DATA EXTRACT:
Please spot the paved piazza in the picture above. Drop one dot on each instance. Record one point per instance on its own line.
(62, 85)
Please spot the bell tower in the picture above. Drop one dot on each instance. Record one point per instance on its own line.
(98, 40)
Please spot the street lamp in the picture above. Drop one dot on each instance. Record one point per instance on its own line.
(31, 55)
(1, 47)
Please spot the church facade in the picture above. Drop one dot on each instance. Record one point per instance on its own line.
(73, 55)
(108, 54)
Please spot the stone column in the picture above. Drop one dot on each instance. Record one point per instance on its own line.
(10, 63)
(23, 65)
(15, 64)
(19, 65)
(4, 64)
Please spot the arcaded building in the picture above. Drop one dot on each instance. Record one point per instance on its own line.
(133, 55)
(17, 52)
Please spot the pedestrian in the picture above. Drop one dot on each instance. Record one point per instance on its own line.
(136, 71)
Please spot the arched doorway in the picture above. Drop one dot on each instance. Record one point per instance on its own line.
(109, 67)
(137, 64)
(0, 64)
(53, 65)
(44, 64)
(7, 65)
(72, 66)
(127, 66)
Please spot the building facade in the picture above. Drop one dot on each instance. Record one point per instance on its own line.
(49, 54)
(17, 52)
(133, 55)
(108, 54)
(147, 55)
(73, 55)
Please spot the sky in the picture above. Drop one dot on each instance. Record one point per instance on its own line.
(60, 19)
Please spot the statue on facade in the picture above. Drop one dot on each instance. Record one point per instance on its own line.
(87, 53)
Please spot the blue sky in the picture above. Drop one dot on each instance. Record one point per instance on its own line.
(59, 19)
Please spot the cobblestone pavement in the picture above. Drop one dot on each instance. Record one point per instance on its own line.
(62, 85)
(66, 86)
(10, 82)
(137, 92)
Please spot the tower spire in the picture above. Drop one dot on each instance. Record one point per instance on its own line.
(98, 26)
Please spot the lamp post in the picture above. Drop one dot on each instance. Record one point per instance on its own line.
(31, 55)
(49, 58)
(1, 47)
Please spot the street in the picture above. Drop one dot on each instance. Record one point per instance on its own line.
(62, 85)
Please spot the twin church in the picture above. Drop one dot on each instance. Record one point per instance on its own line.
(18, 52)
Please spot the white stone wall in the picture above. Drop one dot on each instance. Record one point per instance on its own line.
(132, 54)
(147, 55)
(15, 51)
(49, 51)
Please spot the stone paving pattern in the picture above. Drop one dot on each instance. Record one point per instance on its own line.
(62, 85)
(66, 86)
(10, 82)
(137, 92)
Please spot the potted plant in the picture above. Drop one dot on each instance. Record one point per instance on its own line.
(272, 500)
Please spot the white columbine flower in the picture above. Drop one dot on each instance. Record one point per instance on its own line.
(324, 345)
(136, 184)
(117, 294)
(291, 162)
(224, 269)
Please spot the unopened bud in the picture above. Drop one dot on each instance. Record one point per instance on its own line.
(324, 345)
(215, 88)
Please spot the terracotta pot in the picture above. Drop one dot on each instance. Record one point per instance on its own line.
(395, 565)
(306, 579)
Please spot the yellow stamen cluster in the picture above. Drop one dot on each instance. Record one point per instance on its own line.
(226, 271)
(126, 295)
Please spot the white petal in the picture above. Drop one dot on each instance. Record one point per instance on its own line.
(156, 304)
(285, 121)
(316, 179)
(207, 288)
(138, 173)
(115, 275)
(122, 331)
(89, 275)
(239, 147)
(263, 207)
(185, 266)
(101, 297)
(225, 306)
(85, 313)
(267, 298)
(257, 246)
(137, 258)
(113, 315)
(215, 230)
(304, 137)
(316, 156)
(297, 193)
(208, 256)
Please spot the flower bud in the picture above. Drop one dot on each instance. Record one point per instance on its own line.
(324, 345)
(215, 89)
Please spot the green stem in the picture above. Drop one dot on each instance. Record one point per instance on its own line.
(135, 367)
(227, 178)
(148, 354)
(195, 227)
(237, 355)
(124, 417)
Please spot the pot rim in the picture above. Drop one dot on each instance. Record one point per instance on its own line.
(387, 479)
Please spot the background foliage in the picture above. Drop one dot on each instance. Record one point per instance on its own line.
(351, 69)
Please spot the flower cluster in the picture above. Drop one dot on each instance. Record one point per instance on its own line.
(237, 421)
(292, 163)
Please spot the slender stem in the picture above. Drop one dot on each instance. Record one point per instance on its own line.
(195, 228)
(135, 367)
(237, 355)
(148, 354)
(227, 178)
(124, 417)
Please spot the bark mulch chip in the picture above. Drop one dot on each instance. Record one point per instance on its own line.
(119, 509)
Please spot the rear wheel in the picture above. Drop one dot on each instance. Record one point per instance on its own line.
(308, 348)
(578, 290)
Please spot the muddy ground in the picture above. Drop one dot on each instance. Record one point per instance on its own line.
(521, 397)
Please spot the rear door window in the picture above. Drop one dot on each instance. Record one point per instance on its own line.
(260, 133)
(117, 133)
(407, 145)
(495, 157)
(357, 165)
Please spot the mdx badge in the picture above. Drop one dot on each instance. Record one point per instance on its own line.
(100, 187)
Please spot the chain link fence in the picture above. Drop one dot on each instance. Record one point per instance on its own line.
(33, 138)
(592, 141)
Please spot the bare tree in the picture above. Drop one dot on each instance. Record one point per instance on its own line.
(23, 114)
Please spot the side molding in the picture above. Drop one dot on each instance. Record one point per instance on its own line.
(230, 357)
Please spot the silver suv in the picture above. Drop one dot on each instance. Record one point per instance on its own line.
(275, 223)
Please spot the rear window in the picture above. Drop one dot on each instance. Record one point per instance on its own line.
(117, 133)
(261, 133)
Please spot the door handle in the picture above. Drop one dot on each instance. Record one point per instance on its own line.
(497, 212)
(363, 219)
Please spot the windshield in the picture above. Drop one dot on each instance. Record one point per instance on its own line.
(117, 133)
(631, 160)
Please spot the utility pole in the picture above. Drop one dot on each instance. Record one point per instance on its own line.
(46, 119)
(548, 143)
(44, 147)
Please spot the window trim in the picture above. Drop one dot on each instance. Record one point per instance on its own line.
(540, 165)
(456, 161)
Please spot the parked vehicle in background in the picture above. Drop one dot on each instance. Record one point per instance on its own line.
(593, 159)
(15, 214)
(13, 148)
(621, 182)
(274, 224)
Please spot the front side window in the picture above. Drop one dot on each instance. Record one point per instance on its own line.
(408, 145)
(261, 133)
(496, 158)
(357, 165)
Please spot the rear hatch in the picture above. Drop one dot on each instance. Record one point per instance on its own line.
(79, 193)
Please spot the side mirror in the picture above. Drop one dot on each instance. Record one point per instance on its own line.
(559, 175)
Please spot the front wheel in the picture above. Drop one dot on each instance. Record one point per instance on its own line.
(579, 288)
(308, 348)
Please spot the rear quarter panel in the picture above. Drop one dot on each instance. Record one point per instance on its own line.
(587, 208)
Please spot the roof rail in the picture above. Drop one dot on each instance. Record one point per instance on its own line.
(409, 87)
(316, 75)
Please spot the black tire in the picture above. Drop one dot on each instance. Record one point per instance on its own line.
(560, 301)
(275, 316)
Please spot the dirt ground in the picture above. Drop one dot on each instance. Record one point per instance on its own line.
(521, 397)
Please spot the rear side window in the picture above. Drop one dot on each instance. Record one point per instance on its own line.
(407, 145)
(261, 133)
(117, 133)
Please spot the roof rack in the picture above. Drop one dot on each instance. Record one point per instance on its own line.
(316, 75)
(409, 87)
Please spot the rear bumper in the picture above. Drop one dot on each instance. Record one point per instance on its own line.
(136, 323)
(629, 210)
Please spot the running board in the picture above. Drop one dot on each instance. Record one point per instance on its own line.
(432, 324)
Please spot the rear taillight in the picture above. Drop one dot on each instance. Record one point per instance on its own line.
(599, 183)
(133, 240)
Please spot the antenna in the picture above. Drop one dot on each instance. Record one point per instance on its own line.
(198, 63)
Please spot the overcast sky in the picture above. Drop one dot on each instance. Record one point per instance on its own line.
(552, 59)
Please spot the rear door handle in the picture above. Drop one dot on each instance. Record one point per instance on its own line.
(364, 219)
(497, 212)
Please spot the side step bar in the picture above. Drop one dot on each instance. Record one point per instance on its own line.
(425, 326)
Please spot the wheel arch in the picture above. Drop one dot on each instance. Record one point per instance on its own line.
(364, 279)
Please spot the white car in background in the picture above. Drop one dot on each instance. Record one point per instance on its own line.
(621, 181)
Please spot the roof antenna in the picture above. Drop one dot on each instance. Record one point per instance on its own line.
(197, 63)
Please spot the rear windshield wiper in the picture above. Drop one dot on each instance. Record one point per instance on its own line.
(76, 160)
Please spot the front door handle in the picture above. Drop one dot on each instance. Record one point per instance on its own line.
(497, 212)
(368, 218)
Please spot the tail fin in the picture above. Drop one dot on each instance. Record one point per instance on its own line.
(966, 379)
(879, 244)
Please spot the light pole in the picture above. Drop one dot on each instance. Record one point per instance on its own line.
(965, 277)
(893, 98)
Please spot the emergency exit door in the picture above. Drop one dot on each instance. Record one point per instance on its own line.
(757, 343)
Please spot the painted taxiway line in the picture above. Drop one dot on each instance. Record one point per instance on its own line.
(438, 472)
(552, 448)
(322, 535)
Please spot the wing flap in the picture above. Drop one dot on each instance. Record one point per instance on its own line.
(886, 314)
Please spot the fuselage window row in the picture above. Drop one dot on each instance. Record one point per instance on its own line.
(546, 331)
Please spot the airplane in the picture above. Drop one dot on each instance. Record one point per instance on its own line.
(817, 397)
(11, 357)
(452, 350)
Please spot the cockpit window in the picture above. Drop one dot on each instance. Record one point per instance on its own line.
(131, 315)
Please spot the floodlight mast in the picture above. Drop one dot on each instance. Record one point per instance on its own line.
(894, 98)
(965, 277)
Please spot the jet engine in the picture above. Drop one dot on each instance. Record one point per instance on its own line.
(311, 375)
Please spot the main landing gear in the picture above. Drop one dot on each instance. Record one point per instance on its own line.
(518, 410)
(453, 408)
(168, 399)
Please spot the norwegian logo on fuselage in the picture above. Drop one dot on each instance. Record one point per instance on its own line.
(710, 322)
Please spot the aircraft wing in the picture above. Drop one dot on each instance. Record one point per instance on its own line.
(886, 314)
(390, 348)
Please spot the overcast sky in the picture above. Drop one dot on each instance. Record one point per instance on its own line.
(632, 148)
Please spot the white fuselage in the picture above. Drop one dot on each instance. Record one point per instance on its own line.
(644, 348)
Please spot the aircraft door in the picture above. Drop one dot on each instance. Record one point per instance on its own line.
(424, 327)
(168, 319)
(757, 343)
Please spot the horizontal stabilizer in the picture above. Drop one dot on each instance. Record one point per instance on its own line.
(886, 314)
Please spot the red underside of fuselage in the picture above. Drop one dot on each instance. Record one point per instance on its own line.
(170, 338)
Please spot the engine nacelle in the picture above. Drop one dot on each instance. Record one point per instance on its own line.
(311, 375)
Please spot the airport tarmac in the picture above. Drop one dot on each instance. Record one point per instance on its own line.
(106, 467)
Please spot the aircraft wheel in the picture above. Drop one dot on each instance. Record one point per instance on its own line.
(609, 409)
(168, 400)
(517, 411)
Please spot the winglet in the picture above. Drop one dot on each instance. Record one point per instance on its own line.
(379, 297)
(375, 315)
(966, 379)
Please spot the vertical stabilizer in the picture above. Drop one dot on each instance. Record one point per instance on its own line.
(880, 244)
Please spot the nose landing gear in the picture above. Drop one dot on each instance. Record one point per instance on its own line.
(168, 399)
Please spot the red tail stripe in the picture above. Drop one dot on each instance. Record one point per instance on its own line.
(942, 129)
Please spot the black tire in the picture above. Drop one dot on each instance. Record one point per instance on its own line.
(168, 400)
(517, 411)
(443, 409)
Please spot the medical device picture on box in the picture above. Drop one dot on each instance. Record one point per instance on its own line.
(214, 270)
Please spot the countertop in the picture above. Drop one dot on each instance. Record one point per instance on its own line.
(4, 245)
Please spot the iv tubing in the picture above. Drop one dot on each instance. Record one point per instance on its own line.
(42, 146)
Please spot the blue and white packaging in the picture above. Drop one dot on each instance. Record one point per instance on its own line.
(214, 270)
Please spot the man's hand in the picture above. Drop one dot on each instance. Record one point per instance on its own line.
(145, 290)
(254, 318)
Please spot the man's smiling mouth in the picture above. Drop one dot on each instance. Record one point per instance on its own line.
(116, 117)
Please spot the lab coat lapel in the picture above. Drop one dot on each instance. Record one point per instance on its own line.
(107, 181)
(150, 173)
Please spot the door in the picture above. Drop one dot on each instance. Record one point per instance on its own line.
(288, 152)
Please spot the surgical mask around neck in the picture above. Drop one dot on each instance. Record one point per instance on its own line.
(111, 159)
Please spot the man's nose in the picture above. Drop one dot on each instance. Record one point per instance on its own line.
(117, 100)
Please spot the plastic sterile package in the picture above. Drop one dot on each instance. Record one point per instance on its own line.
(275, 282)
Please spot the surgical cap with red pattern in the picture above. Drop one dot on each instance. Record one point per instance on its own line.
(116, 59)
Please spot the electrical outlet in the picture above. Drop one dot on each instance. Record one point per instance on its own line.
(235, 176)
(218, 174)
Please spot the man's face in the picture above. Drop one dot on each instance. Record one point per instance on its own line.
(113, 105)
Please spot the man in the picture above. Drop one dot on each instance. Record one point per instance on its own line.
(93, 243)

EXERCISE REQUIREMENTS: Using the material above, reproduce exactly the line that contains "Please spot the man's nose" and all lines after it through the last one, and only those.

RESPONSE TO THIS EXERCISE:
Please spot the man's nose in the picture above. Drop one dot on each instance. Record one point per instance on its own line.
(117, 100)
Please spot the plastic sterile package in the picture above. Drop one dot on each instance. Record one point per instance on its own line.
(275, 282)
Please spot the surgical cap with red pattern in the picture above. Drop one dot on each instance. Record one point per instance on its own line.
(116, 59)
Please spot the electrical outlet in the picture above. Drop one dot on each instance. Record one point per instance on its own line.
(235, 176)
(218, 174)
Please spot the man's face in the picture above. Drop one dot on each instance. Record one point per instance on its own line.
(113, 105)
Please spot the man in the picture above. Drop one dot on each instance. Record one point per instance on its own line.
(93, 243)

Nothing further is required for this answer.